**PROVIDED PASSAGE:**
begin

Decoding NNTP headers from (UTF-8?)

183 Views Asked by At

I'k working on some Python 3 code to grab NNTP messages, parse the headers,, and process the data. My code works fine for the first several hundred messages then I throw an exception.

The exception is:

sys.exc_info()
(<class 'UnicodeDecodeError'>, UnicodeDecodeError('utf-8', b"Ana\xefs's", 3, 4, 'invalid continuation byte'), <traceback object at 0x7fe325261c08>)

The problem is coming from trying to parse out the subject. The raw content of the message is:

{'subject': 'Re: Mme. =?UTF-8?B?QW5h73Mncw==?= Computer Died', 'from': 'Fred Williams <[email protected]>', 'date': 'Sun, 05 Aug 2007 18:55:22 -0400', 'message-id': '<[email protected]>', 'references': '<[email protected]>', ':bytes': '1353', ':lines': '14', 'xref': 'number1.nntp.dca.giganews.com rec.pets.cats.community:171958'}

That ?UTF-8? is what I don't know how to handle. The code fragment that is puking on itself is:

for msgId, msg in overviews:
    print(msgId)
    hdrs = {}
    if msgId == 171958:
        print(msg)

end

[Stored data records]
begin

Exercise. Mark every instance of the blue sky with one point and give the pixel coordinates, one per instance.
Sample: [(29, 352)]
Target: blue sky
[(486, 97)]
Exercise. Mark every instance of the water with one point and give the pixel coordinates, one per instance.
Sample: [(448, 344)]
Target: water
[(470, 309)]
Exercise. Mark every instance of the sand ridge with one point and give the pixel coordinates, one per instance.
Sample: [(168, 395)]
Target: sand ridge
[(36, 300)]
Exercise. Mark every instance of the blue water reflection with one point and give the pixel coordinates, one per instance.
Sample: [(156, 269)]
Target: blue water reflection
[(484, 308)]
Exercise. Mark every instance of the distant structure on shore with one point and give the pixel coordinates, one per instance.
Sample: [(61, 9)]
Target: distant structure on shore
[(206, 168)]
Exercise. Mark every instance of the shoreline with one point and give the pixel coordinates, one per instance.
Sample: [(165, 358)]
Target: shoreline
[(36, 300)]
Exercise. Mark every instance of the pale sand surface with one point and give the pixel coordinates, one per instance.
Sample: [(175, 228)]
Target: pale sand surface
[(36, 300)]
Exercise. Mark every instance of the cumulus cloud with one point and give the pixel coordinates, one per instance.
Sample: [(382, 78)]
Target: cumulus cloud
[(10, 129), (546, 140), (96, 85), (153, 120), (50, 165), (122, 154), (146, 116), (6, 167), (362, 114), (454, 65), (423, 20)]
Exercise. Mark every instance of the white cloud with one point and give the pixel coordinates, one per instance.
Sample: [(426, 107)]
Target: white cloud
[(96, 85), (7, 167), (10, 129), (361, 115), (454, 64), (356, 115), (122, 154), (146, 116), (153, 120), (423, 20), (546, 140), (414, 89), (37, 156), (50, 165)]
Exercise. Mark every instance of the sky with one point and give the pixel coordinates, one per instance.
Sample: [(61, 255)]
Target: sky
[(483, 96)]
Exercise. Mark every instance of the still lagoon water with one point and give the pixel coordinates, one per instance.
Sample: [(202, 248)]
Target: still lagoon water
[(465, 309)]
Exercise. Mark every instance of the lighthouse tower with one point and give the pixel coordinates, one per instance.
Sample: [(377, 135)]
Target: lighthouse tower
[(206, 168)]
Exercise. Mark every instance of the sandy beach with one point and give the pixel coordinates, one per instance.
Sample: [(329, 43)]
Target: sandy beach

end

**WHAT YOU NEED TO DO:**
a: Translate this sentence from the NNTP header question into Spanish: "The problem is coming from trying to parse out the subject."
b: Quote the lines of the records verbatim, beginning at the line containing "Exercise. Mark every instance of the blue water" and continuing through the line containing "[(483, 96)]", both included.
The records and the text come from separate sources.

**EXERCISE RESPONSES:**
a: El problema viene de intentar analizar el asunto.

b:
Exercise. Mark every instance of the blue water reflection with one point and give the pixel coordinates, one per instance.
Sample: [(156, 269)]
Target: blue water reflection
[(484, 308)]
Exercise. Mark every instance of the distant structure on shore with one point and give the pixel coordinates, one per instance.
Sample: [(61, 9)]
Target: distant structure on shore
[(206, 168)]
Exercise. Mark every instance of the shoreline with one point and give the pixel coordinates, one per instance.
Sample: [(165, 358)]
Target: shoreline
[(36, 300)]
Exercise. Mark every instance of the pale sand surface with one point and give the pixel coordinates, one per instance.
Sample: [(175, 228)]
Target: pale sand surface
[(36, 300)]
Exercise. Mark every instance of the cumulus cloud with one point and give the pixel coordinates, one per instance.
Sample: [(382, 78)]
Target: cumulus cloud
[(10, 129), (546, 140), (96, 85), (153, 120), (50, 165), (122, 154), (146, 116), (6, 167), (362, 114), (454, 65), (423, 20)]
Exercise. Mark every instance of the white cloud with one point and give the pixel coordinates, one per instance.
Sample: [(426, 107)]
Target: white cloud
[(96, 85), (7, 167), (10, 129), (361, 115), (454, 64), (356, 115), (122, 154), (146, 116), (153, 120), (423, 20), (546, 140), (414, 89), (37, 156), (50, 165)]
Exercise. Mark every instance of the sky with one point and give the pixel coordinates, one per instance.
Sample: [(61, 255)]
Target: sky
[(483, 96)]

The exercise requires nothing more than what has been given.